» **WHAT NEEDS TO BE DONE**: Return every line of the data below verbatim, altering nothing.
##### TASK MATERIAL #####
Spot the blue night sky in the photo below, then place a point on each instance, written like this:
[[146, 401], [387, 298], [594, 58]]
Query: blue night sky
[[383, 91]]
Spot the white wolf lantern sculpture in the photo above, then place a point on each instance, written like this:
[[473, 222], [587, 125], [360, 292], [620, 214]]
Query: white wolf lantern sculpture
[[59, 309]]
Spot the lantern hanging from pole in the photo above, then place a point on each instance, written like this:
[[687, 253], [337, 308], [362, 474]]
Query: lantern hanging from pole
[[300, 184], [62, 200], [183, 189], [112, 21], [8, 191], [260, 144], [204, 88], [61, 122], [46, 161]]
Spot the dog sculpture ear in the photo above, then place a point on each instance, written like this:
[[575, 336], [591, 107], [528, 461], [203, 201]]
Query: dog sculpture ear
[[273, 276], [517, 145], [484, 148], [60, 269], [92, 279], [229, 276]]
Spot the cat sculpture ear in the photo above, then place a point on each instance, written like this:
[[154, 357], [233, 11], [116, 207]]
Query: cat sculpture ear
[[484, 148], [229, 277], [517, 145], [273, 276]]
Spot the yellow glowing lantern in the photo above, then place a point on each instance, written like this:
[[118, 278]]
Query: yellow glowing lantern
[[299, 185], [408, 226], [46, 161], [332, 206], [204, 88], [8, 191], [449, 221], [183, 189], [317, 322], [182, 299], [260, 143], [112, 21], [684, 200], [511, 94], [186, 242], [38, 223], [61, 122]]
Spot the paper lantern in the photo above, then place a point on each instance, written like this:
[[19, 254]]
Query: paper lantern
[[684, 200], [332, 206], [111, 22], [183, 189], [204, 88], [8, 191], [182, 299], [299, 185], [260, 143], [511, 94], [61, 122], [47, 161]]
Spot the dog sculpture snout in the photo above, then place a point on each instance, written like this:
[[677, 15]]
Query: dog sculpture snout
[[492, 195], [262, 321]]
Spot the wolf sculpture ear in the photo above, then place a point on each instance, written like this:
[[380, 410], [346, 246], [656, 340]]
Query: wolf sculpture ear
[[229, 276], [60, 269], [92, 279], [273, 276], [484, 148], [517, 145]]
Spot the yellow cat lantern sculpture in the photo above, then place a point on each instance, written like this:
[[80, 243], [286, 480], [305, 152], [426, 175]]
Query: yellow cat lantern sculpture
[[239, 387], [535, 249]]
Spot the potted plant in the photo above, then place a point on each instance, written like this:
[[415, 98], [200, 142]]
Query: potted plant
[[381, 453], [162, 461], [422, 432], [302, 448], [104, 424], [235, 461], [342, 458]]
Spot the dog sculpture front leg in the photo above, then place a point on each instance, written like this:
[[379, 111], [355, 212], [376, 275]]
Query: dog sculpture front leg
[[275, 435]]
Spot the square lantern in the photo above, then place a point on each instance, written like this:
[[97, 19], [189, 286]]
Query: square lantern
#####
» **EXERCISE RESULT**:
Spot the blue night sky in the photo below, then place a point on each instance, written like this:
[[146, 401], [387, 298], [594, 58]]
Query: blue night sky
[[383, 91]]
Spot the white wolf lantern sculpture in the photo above, then place a point on each instance, written like this:
[[473, 222], [587, 125], [360, 292], [620, 214]]
Query: white wolf lantern sculpture
[[59, 309]]
Spot the lantern hanging from pole in the photo above, then place a point on each instance, written like this:
[[687, 253], [337, 308], [362, 474]]
Query: lantern hanging from pole
[[300, 184], [62, 200], [183, 189], [112, 21], [8, 191], [260, 144], [204, 88], [61, 122], [46, 161]]
Spot the dog sculpture ear in the photo above, then place a point on each instance, written like this:
[[575, 336], [591, 107], [528, 461], [203, 201]]
Query: dog sculpture ear
[[273, 276], [517, 145], [484, 148], [60, 269], [92, 279], [229, 276]]
Spot the cat sculpture ear in the photo above, then place a point on each instance, written like this:
[[154, 357], [233, 11], [116, 207]]
Query: cat sculpture ear
[[484, 148], [229, 277], [517, 145], [273, 276]]
Spot the yellow glowing lantern in the photo above, then place a point on each instance, written like this:
[[118, 278]]
Query: yellow glowing lantern
[[299, 185], [408, 226], [46, 161], [332, 206], [204, 88], [8, 191], [449, 221], [183, 189], [317, 322], [182, 299], [260, 143], [112, 21], [684, 200], [511, 94], [186, 242], [38, 223], [61, 122]]
Spot the paper lantern in the photo above, then place a point on each instance, written like this:
[[19, 254]]
Query: paper lantern
[[684, 200], [332, 206], [111, 22], [183, 189], [204, 88], [8, 191], [182, 299], [299, 185], [260, 143], [511, 94], [61, 122], [47, 161]]
Spot the dog sculpture snout in the photo above, then place a point on each instance, written like this:
[[677, 15]]
Query: dog sculpture snout
[[492, 195], [262, 321]]
Spot the wolf sculpture ear in the photo above, then place a point on each instance, written like this:
[[380, 410], [346, 246], [656, 340]]
Query: wolf sculpture ear
[[229, 276], [60, 269], [92, 279], [273, 276], [484, 148], [517, 145]]
Spot the yellow cat lantern sculpture in the photo above, then place a point on each instance, written like this:
[[80, 243], [286, 480], [305, 152], [426, 175]]
Query: yellow cat lantern sculpture
[[239, 387], [535, 249]]
Spot the potted plant in the photo above, then place a point on each instance, written like this:
[[415, 98], [200, 142]]
Query: potted plant
[[381, 453], [162, 461], [422, 432], [302, 448], [104, 424], [235, 461], [342, 458]]
Spot the dog sculpture front leg in the photo above, then place a point on each instance, written like this:
[[379, 111], [355, 212], [376, 275]]
Query: dog sculpture front leg
[[275, 435]]
Spot the square lantern in the photo above, then place a point on each instance, written like this:
[[97, 19], [189, 286]]
Query: square lantern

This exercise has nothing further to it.